## start

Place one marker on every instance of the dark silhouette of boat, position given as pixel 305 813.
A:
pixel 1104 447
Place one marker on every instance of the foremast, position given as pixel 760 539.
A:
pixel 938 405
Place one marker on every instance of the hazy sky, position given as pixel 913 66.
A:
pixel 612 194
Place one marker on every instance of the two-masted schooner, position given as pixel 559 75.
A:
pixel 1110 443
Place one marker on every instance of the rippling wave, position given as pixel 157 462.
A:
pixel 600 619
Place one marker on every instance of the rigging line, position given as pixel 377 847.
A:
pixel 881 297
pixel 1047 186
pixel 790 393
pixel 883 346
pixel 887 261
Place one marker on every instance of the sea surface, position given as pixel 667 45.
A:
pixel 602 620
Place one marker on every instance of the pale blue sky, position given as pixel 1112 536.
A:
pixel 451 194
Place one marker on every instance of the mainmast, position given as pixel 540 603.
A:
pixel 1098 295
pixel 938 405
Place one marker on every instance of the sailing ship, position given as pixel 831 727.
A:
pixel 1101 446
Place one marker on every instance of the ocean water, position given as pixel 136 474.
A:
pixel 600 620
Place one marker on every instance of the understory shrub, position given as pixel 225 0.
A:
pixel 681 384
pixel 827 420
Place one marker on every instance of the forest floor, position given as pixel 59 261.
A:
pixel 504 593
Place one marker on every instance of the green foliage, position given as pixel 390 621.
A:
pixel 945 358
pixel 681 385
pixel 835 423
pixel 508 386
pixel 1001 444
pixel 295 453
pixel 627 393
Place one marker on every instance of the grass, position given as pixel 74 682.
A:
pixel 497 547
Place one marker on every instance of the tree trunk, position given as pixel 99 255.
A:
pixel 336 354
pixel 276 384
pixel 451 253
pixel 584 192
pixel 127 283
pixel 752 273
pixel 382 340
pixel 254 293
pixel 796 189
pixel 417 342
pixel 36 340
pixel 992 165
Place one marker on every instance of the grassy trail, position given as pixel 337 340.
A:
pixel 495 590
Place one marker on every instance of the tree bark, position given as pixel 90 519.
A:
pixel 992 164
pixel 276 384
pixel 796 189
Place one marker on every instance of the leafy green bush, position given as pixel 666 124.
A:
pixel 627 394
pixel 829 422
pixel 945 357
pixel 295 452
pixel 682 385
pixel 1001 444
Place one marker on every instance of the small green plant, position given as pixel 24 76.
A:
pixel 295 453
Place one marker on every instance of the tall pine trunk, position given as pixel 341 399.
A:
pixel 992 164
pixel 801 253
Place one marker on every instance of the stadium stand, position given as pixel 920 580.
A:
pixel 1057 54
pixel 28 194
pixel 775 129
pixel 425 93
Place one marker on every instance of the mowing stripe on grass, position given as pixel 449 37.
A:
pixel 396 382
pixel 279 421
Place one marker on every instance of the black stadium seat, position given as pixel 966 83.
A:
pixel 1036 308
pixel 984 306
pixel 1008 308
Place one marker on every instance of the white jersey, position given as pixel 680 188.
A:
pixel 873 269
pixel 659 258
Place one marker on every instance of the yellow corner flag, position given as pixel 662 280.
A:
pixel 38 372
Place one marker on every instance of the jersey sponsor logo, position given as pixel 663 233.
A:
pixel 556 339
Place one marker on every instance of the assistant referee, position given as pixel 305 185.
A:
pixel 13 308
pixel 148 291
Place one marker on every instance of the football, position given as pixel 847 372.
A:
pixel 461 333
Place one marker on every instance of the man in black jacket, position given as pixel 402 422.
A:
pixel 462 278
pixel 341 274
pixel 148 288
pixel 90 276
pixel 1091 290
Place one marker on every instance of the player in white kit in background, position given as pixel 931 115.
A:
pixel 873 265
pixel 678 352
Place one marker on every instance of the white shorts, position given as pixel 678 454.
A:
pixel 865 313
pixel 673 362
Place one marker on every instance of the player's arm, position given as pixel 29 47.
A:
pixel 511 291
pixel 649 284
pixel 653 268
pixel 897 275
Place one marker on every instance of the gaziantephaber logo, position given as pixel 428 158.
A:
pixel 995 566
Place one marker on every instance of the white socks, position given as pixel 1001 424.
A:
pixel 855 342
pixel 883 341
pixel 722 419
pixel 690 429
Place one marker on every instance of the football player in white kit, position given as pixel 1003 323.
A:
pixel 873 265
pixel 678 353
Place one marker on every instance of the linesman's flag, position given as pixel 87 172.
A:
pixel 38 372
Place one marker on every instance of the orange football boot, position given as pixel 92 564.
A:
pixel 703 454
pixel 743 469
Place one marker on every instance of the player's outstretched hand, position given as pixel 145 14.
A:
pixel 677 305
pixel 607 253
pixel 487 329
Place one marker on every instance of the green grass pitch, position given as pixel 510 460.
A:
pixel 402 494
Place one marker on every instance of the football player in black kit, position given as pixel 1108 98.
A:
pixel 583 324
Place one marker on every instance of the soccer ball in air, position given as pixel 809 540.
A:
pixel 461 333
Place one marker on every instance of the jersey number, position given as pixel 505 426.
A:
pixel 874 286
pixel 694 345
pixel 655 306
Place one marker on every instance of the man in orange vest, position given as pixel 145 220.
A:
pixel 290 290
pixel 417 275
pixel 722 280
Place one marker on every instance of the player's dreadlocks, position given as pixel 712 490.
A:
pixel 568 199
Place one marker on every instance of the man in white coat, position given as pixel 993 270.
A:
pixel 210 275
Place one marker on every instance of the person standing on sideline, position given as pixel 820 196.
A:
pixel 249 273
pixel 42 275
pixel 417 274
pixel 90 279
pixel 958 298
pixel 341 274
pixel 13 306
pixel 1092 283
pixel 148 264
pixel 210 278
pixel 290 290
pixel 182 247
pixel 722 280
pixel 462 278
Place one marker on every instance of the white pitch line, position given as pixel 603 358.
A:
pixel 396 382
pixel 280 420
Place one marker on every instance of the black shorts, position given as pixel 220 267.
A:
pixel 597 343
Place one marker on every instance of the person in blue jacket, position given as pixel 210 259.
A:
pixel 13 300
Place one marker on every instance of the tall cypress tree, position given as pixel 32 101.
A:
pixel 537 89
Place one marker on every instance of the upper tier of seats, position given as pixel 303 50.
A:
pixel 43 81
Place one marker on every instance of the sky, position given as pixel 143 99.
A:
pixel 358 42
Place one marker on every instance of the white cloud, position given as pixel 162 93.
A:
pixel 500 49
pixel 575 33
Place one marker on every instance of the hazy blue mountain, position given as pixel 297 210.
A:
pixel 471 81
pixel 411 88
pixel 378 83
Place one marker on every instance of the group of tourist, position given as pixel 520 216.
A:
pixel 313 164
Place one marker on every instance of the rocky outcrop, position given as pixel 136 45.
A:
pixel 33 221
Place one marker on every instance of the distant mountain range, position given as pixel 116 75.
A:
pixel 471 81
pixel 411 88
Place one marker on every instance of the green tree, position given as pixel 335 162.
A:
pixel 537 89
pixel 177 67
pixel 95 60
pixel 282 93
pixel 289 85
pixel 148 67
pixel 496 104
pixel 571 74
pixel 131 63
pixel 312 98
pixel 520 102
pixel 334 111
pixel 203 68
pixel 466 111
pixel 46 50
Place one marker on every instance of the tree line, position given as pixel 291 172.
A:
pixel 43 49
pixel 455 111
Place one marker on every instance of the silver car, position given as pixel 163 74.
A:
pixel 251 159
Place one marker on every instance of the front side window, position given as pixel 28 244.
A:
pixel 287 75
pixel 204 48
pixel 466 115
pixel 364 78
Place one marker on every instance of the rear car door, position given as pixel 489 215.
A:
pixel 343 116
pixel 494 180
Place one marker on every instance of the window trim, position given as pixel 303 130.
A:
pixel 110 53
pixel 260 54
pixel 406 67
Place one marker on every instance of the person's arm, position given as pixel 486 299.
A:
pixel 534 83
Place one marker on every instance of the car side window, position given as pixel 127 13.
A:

## end

Return the whole listing above word for word, with every line unchanged and in its original order.

Place one marker on every instance of the dark silhouette of boat, position given as pixel 305 813.
A:
pixel 1104 447
Place one marker on every instance of the foremast, position given as pixel 760 539.
A:
pixel 938 405
Place one marker on every instance of the hazy sky, position given as pixel 913 66.
A:
pixel 612 194
Place one marker on every instance of the two-masted schooner, position given as pixel 559 75.
A:
pixel 1110 443
Place one marker on every instance of the rippling wave, position given as pixel 157 462.
A:
pixel 600 619
Place one marker on every instance of the rigging line, position given as pixel 377 847.
A:
pixel 881 297
pixel 1047 186
pixel 790 393
pixel 883 346
pixel 887 261
Place one marker on every instance of the sea surface, position given as pixel 667 45.
A:
pixel 602 620
Place one marker on every instance of the pale blue sky, position given as pixel 1112 536.
A:
pixel 451 194
Place one marker on every instance of the mainmast, position given as pixel 540 603.
A:
pixel 1098 295
pixel 938 405
Place one marker on every instance of the sailing ship, position given as pixel 831 727.
A:
pixel 1101 446
Place one marker on every instance of the ocean water, position given as pixel 136 474.
A:
pixel 600 620
Place one marker on every instance of the understory shrub, position given as pixel 225 0.
A:
pixel 681 384
pixel 827 420
Place one marker on every instance of the forest floor, position given as pixel 59 261.
A:
pixel 504 593
Place one marker on every instance of the green foliage, position given as pixel 390 621.
A:
pixel 945 358
pixel 681 385
pixel 835 423
pixel 508 386
pixel 1001 444
pixel 295 453
pixel 627 393
Place one marker on every instance of the grass, position given as pixel 74 682.
A:
pixel 497 547
Place one marker on every instance of the tree trunk, position given as pixel 99 255.
A:
pixel 336 354
pixel 276 384
pixel 451 253
pixel 584 192
pixel 127 283
pixel 752 273
pixel 382 340
pixel 254 293
pixel 796 189
pixel 417 342
pixel 36 340
pixel 992 165
Place one marker on every instance of the grassy trail, position given as pixel 337 340.
A:
pixel 495 590
Place one marker on every instance of the tree bark, position given as pixel 90 519.
A:
pixel 992 164
pixel 276 384
pixel 796 189
Place one marker on every instance of the leafy green bush, position given as pixel 666 124.
A:
pixel 627 394
pixel 829 422
pixel 945 357
pixel 295 452
pixel 682 385
pixel 1001 444
Place one marker on every instance of the small green plant, position given as pixel 24 76.
A:
pixel 295 453
Place one marker on every instance of the tall pine trunk, position given as pixel 341 399.
A:
pixel 992 164
pixel 801 253
Place one marker on every instance of the stadium stand, position given as pixel 920 580.
A:
pixel 1057 54
pixel 28 194
pixel 775 129
pixel 425 93
Place one marker on every instance of the mowing stripe on grass, position given as pixel 449 37.
A:
pixel 396 382
pixel 279 421
Place one marker on every instance of the black stadium seat, position given as pixel 966 83.
A:
pixel 1036 308
pixel 984 306
pixel 1008 308
Place one marker on every instance of the white jersey, position given as pixel 680 188.
A:
pixel 873 269
pixel 659 258
Place one marker on every instance of the yellow corner flag, position given as pixel 662 280.
A:
pixel 38 372
Place one marker on every instance of the jersey sponsor logo, position given as pixel 663 233.
A:
pixel 556 339
Place one marker on every instance of the assistant referee, position given as pixel 305 185.
A:
pixel 13 308
pixel 148 291
Place one marker on every instance of the football, position given as pixel 847 372.
A:
pixel 461 333
Place one marker on every instance of the man in black jacket, position given as pixel 402 422.
A:
pixel 462 278
pixel 341 274
pixel 148 288
pixel 90 276
pixel 1091 290
Place one marker on every instance of the player in white kit in background, position given as pixel 931 115.
A:
pixel 873 265
pixel 678 352
Place one marker on every instance of the white shorts, position given as pixel 678 454.
A:
pixel 865 313
pixel 673 362
Place one marker on every instance of the player's arm, position given as pixel 29 47.
A:
pixel 511 291
pixel 649 284
pixel 653 268
pixel 897 275
Place one marker on every instance of the gaziantephaber logo, position given as pixel 428 158.
A:
pixel 995 566
Place one marker on every instance of the white socks, position given as pixel 1001 424.
A:
pixel 855 342
pixel 883 341
pixel 722 419
pixel 690 429
Place one marker on every instance of the football player in white kit, position given as pixel 1003 323.
A:
pixel 873 265
pixel 678 353
Place one marker on every instance of the linesman's flag, position given as pixel 87 172.
A:
pixel 38 372
Place one marker on every instance of the orange football boot, position given as pixel 92 564.
A:
pixel 703 454
pixel 743 469
Place one marker on every instance of the player's outstretched hand, position given as pixel 145 14.
A:
pixel 677 305
pixel 607 253
pixel 487 329
Place one marker on every instance of the green grass pitch, position given as pixel 510 460.
A:
pixel 402 494
Place one marker on every instance of the football player in black kit, position given as pixel 1108 98.
A:
pixel 583 324
Place one marker on every instance of the soccer ball in air, position given as pixel 809 540.
A:
pixel 461 333
Place one marker on every instance of the jersey number, position given as pixel 505 426.
A:
pixel 874 286
pixel 694 345
pixel 655 306
Place one marker on every instance of the man in orange vest, position given as pixel 145 220.
A:
pixel 290 290
pixel 417 275
pixel 722 280
Place one marker on every instance of the player's dreadlocks, position given as pixel 712 490.
A:
pixel 568 199
Place one marker on every instance of the man in white coat, position given as pixel 993 270.
A:
pixel 210 275
Place one marker on every instance of the person standing on sideline, position given as pixel 820 196.
A:
pixel 249 273
pixel 42 275
pixel 417 274
pixel 90 279
pixel 958 298
pixel 341 274
pixel 13 306
pixel 1092 283
pixel 148 264
pixel 210 278
pixel 290 290
pixel 182 247
pixel 722 280
pixel 462 278
Place one marker on every instance of the white pitch line, position given as pixel 603 358.
A:
pixel 396 382
pixel 280 420
Place one marker on every instance of the black shorts, position given as pixel 220 267.
A:
pixel 597 343
Place one marker on every instance of the person in blue jacket, position given as pixel 210 259.
A:
pixel 13 300
Place one marker on every instance of the tall cypress tree, position given as pixel 32 101.
A:
pixel 537 89
Place one marker on every instance of the upper tier of seats, position given as pixel 303 50.
A:
pixel 43 81
Place one marker on every instance of the sky, position given as pixel 143 99.
A:
pixel 358 42
Place one marker on every instance of the white cloud, position given as pixel 162 93.
A:
pixel 500 49
pixel 575 33
Place one marker on every instance of the hazy blue mountain, position given as pixel 297 210.
A:
pixel 471 81
pixel 411 88
pixel 378 83
Place one marker on every instance of the group of tourist, position given as pixel 520 216.
A:
pixel 313 164
Place one marker on every instance of the rocky outcrop, position given as pixel 136 45.
A:
pixel 33 221
Place one marker on every instance of the distant mountain range, position given as pixel 116 75.
A:
pixel 471 81
pixel 411 88
Place one marker on every instance of the green tree, position given as pixel 335 162.
A:
pixel 537 89
pixel 177 67
pixel 95 60
pixel 282 93
pixel 289 85
pixel 148 67
pixel 496 104
pixel 571 74
pixel 131 63
pixel 312 98
pixel 520 102
pixel 334 111
pixel 203 68
pixel 466 111
pixel 46 50
Place one marker on every instance of the tree line, position given as pixel 291 172.
A:
pixel 43 49
pixel 455 111
Place one marker on every instance of the silver car, position given as pixel 163 74.
A:
pixel 251 159
Place one marker on every instance of the front side window, position given as pixel 28 244.
A:
pixel 287 75
pixel 204 48
pixel 466 115
pixel 364 78
Place one marker on every instance of the rear car door, position given as pixel 489 215.
A:
pixel 343 116
pixel 494 180
Place one marker on every instance of the window trim, position given as pixel 303 130.
A:
pixel 110 53
pixel 260 54
pixel 406 67
Place one marker on every instance of the person's arm, position given as pixel 486 299.
A:
pixel 534 83
Place one marker on every instance of the car side window, position given as pixel 127 13.
A:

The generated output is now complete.